# Aim of the task:
Only an exact copy of the entries will serve as the answer.

# Material to process:
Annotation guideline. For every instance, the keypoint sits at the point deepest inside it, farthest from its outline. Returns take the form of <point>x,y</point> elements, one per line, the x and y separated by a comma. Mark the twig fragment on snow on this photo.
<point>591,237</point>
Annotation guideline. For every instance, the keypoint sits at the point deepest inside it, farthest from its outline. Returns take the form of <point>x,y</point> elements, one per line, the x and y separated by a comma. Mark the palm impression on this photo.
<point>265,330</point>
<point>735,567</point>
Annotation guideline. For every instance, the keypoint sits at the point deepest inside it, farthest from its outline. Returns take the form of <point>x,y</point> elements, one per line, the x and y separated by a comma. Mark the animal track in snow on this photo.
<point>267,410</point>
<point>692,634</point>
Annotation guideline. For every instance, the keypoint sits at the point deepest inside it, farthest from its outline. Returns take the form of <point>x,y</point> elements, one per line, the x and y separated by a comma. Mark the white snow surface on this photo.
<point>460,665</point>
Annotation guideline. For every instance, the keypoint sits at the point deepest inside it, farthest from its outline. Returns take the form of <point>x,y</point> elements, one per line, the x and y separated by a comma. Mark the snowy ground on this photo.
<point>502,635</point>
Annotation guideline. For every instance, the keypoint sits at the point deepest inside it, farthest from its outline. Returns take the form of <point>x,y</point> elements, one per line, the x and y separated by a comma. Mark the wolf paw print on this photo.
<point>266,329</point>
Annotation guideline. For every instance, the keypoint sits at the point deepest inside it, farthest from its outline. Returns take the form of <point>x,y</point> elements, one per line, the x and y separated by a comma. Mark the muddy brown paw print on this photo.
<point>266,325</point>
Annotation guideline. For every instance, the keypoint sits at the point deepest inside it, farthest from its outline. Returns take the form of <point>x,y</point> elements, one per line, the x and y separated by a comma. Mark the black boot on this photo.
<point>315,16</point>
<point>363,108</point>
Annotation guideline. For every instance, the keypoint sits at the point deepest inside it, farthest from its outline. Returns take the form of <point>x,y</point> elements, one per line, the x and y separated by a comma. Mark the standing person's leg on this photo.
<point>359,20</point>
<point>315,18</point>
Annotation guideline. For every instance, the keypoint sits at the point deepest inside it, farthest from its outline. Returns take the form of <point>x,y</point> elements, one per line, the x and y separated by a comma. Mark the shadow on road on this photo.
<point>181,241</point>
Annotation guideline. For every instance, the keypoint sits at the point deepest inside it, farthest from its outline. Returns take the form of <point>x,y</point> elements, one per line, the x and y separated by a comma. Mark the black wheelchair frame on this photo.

# Reply:
Annotation guideline. For every instance, the keypoint sits at the point deepest inside it, farthest from its outline. Returns take the form of <point>x,y</point> elements, one per line, the x and y separated by a comma. Mark the twig fragment on snow on this photo.
<point>591,237</point>
Annotation guideline. For every instance, the keypoint sits at the point deepest inside it, farthest from its outline. Returns take the form of <point>x,y</point> elements, one per line, the x and y separated by a comma. Mark the palm impression on this photo.
<point>265,330</point>
<point>735,567</point>
Annotation guideline. For every instance, the keypoint sits at the point deepest inside it, farthest from its outline. Returns take the form of <point>x,y</point> elements, one per line, the x and y separated by a comma. Mark the animal track in snow on this photo.
<point>267,410</point>
<point>692,634</point>
Annotation guideline. For every instance, the keypoint sits at the point deepest inside it, farthest from its outline. Returns take the form of <point>x,y</point> elements, one per line, the x and y separated by a comma. Mark the white snow surface on this photo.
<point>460,665</point>
Annotation guideline. For every instance, the keypoint sits at the point deepest inside it, farthest from its outline. Returns take the form of <point>x,y</point> elements, one per line, the x and y separated by a comma. Mark the snowy ground on this photo.
<point>502,635</point>
Annotation guideline. For every instance, the keypoint sits at the point deepest inside it, farthest from its outline. Returns take the form of <point>x,y</point> elements, one per line, the x and y separated by a comma. Mark the wolf paw print on this photo.
<point>266,329</point>
Annotation guideline. For every instance, the keypoint sits at the point deepest inside it, farthest from its outline. Returns take the form of <point>x,y</point> elements, one per line, the x and y separated by a comma. Mark the muddy brown paw print on this photo.
<point>266,325</point>
Annotation guideline. For every instance, the keypoint sits at the point deepest inside it, farthest from its outline. Returns take the form of <point>x,y</point> elements, one per line, the x and y separated by a comma. Mark the black boot on this photo.
<point>315,16</point>
<point>363,108</point>
Annotation guideline. For every instance, the keypoint sits at the point deepest inside it, farthest from its outline. Returns take the form of <point>x,y</point> elements, one per line, the x and y separated by a comma. Mark the standing person's leg on this photo.
<point>359,20</point>
<point>315,18</point>
Annotation guideline. For every instance, the keypoint sits at the point deepest inside it, farthest from its outline. Returns take the form of <point>x,y</point> elements, one per line, the x and y separated by a comma. Mark the shadow on road on this photo.
<point>181,241</point>
Annotation guideline. For every instance, the keypoint sits at the point deepest inside it, farthest from its outline. Returns take the form of <point>x,y</point> elements, one per line, the x and y separated by a comma. Mark the black wheelchair frame on this photo.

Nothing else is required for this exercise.